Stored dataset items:
━━━
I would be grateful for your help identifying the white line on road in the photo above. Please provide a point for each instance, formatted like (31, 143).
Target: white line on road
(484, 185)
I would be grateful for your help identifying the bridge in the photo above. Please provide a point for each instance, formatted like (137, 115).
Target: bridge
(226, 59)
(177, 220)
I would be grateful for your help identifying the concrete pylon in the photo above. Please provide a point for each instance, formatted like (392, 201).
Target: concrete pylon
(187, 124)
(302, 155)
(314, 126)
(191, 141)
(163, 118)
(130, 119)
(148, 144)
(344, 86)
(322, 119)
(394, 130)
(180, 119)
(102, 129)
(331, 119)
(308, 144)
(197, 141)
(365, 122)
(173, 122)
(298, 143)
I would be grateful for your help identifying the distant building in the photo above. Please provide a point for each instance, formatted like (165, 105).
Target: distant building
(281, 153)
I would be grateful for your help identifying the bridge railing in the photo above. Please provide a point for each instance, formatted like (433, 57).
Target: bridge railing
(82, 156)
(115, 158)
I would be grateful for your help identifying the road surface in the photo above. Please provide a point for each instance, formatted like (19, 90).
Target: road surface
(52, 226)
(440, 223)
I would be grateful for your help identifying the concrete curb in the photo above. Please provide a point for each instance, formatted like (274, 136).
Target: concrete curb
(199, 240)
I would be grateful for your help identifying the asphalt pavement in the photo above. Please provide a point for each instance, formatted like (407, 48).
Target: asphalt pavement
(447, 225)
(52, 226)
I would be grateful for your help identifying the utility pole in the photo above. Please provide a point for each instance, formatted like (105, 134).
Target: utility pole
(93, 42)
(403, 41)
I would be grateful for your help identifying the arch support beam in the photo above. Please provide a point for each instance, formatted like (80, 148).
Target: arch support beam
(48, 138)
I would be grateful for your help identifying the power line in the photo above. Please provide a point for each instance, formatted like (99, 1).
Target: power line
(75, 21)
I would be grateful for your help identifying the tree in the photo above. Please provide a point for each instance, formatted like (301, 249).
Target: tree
━━━
* _What the exercise asks_
Output, exactly and with nothing else, the lines from the line containing "Target: arch support beam" to the end of the entries.

* _Output for this task_
Target: arch support beam
(48, 138)
I would be grateful for your help identifying the power line in the photo above. Please provide a point for each instance, formatted like (99, 1).
Target: power line
(75, 21)
I would be grateful for your help identifying the tree in the photo above. Please provide a point for each instance, formatted like (301, 249).
Target: tree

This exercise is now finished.